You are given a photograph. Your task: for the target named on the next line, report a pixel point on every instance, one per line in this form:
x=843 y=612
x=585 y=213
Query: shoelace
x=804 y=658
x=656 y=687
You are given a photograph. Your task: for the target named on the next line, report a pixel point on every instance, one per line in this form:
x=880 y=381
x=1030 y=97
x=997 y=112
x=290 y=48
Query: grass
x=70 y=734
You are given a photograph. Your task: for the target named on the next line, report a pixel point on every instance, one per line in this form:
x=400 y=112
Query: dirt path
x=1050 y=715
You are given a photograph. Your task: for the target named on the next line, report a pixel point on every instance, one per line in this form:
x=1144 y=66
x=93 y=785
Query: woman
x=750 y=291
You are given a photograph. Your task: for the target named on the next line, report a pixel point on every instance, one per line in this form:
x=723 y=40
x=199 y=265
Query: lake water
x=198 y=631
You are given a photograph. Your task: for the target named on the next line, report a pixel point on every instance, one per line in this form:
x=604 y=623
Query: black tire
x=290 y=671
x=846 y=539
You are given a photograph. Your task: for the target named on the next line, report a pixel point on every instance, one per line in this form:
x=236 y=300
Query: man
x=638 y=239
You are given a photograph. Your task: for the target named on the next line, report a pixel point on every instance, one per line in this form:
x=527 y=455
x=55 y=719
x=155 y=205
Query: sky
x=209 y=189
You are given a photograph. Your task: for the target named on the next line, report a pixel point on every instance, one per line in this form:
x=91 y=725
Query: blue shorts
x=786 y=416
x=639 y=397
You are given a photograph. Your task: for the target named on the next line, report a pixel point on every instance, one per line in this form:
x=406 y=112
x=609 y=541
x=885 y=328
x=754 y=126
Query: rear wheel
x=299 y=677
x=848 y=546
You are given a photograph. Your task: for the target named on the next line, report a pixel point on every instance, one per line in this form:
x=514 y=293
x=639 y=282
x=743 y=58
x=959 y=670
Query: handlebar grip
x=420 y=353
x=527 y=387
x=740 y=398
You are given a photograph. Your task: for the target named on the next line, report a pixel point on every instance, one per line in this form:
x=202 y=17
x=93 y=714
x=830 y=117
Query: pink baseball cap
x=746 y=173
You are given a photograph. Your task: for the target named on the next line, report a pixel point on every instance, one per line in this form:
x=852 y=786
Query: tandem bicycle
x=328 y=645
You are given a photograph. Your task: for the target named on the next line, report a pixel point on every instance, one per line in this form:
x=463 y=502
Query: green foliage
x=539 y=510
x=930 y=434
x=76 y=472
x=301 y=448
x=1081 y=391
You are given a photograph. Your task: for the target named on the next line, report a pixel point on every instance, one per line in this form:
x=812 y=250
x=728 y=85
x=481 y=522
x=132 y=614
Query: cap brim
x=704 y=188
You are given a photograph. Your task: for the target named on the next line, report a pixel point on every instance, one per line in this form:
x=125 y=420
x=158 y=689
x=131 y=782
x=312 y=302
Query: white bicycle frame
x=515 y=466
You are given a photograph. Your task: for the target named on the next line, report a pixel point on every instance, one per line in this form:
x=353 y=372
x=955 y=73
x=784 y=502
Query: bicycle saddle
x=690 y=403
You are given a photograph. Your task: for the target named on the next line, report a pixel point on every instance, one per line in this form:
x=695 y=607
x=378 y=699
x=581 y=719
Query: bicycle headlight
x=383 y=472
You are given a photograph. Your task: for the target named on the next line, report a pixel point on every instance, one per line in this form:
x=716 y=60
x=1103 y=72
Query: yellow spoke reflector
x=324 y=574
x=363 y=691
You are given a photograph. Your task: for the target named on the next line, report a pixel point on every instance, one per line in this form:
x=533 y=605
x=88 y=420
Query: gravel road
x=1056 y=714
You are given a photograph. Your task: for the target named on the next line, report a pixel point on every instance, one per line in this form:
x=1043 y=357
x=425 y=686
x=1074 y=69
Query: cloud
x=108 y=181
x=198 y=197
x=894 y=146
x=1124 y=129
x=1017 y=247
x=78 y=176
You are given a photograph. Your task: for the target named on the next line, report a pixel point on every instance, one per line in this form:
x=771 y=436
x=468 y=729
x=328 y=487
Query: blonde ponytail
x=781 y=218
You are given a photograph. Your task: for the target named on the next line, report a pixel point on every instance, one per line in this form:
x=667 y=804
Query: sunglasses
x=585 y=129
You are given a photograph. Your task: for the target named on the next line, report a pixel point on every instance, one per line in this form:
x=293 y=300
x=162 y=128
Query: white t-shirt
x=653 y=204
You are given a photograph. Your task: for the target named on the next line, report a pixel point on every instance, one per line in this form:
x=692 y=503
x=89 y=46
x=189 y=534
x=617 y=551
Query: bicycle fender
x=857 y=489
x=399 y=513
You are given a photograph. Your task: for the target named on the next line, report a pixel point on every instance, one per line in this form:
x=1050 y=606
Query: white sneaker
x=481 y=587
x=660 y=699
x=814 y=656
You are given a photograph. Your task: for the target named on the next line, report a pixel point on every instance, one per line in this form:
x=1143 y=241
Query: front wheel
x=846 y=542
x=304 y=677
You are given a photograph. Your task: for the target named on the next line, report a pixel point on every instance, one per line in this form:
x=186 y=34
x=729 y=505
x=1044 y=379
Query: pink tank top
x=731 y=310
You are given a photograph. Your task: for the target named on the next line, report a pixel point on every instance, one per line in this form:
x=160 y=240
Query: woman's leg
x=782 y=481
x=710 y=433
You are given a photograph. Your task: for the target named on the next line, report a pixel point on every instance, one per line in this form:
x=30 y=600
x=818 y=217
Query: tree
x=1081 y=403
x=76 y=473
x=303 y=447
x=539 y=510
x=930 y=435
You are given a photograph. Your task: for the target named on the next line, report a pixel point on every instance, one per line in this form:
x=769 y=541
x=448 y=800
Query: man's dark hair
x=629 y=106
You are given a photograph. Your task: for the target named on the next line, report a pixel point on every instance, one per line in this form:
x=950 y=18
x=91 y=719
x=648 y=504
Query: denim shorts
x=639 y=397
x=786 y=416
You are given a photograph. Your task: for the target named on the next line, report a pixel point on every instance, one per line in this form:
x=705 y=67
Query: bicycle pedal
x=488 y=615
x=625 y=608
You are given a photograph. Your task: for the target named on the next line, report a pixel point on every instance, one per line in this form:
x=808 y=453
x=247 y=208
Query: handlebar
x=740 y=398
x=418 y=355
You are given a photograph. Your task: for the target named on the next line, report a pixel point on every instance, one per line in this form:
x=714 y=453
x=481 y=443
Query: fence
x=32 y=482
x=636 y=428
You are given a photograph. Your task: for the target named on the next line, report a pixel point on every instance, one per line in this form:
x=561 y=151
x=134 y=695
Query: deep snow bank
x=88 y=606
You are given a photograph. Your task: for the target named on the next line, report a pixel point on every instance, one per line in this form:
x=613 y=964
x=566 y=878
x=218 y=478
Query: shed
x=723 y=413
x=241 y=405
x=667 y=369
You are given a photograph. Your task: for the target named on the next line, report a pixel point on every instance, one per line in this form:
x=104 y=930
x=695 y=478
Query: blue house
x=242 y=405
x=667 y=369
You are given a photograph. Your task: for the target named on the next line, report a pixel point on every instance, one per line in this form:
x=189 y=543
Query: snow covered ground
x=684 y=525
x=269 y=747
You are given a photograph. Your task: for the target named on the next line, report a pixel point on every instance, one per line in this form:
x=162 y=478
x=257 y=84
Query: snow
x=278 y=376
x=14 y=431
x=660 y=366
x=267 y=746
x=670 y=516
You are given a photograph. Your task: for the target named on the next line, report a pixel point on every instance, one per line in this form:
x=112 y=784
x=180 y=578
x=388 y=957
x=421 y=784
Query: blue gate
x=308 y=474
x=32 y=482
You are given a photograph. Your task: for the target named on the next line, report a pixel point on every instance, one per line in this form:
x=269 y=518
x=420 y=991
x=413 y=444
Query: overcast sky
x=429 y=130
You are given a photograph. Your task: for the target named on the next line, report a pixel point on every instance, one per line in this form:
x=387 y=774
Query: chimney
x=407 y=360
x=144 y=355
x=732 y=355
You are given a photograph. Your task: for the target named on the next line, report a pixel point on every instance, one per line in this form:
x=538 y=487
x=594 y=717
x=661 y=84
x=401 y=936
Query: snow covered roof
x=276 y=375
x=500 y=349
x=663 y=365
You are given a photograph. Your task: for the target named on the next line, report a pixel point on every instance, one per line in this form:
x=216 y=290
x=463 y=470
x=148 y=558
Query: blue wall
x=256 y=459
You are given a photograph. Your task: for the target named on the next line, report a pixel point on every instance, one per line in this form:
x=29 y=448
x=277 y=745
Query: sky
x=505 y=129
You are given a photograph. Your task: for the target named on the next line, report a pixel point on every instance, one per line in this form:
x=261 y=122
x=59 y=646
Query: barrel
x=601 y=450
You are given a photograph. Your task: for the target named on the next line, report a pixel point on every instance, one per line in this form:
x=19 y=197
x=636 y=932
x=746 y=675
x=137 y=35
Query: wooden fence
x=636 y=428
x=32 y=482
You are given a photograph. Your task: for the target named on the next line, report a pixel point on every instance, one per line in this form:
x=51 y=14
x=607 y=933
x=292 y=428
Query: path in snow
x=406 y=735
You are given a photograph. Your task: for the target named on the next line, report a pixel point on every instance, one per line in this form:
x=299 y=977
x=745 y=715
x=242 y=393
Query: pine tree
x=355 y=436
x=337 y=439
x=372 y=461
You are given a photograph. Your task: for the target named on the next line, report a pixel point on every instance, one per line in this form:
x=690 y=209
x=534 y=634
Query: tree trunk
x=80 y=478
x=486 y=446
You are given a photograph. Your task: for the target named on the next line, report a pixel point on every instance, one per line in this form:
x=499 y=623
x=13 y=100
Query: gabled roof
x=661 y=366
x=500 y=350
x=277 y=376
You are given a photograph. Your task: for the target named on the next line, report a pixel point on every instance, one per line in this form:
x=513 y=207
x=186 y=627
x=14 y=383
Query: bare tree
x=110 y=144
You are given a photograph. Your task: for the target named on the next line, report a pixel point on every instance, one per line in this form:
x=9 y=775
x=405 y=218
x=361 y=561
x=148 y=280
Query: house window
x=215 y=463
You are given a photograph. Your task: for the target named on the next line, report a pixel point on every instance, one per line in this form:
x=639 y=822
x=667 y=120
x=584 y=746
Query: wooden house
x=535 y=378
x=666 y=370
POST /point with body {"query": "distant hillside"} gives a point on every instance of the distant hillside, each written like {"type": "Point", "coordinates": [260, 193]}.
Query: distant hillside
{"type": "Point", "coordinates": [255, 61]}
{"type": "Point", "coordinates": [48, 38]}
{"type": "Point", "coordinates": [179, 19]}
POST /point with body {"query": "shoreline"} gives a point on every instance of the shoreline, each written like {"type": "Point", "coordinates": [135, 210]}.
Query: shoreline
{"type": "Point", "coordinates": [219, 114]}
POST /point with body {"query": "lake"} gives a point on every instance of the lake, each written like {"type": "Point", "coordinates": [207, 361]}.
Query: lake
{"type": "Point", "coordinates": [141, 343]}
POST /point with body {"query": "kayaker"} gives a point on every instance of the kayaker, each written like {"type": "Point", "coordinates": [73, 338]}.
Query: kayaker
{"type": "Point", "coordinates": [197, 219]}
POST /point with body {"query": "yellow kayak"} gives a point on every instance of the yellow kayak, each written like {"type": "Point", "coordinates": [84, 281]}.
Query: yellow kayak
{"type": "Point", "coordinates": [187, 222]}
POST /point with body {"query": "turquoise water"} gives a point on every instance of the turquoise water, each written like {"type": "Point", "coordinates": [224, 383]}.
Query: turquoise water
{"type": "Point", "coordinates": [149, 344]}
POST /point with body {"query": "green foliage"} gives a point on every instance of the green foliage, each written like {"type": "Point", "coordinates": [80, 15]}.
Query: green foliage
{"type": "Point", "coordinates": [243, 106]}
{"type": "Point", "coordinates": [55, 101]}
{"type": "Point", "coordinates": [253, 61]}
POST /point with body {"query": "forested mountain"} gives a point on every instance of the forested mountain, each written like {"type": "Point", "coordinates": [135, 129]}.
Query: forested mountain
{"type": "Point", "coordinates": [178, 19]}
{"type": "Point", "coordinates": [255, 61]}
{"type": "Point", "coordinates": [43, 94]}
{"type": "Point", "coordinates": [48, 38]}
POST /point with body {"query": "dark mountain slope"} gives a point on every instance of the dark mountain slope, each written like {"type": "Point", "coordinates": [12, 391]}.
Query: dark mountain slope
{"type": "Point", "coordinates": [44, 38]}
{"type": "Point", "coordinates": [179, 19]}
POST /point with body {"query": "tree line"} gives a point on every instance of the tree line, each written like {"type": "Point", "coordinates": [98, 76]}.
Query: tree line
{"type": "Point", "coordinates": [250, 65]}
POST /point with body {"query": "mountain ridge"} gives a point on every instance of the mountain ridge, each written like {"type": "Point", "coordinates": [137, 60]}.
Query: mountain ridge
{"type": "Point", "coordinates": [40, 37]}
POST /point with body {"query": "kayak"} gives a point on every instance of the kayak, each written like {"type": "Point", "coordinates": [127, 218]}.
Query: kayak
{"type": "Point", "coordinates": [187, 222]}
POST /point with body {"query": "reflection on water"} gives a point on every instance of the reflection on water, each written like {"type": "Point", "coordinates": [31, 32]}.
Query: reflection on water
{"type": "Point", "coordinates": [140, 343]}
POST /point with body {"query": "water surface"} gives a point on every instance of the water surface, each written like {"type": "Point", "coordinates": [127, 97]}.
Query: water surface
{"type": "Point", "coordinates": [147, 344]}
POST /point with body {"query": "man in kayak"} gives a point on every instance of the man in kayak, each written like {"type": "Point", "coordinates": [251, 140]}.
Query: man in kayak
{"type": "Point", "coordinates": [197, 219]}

■ ■ ■ ■

**Work to be completed**.
Transcribe only the trailing portion of the entries above: the line that contains "of the mountain" and each line after it.

**Response to this exercise**.
POST /point with body {"query": "mountain ridge"} gives a point on every instance of the mountain ridge, each written like {"type": "Point", "coordinates": [137, 60]}.
Query: mountain ridge
{"type": "Point", "coordinates": [40, 37]}
POST /point with body {"query": "kayak"} gives a point on every instance of the kayak, each written like {"type": "Point", "coordinates": [127, 218]}.
Query: kayak
{"type": "Point", "coordinates": [187, 222]}
POST /point with body {"query": "reflection on water"} gives a point on every instance of the reflection on water, each written like {"type": "Point", "coordinates": [31, 32]}.
Query: reflection on water
{"type": "Point", "coordinates": [140, 343]}
POST /point with body {"query": "water surface"} gives a point on every instance of the water surface, each written like {"type": "Point", "coordinates": [127, 97]}.
Query: water surface
{"type": "Point", "coordinates": [147, 344]}
POST /point with body {"query": "man in kayak"} gives a point on every instance of the man in kayak, each written like {"type": "Point", "coordinates": [251, 140]}.
Query: man in kayak
{"type": "Point", "coordinates": [197, 219]}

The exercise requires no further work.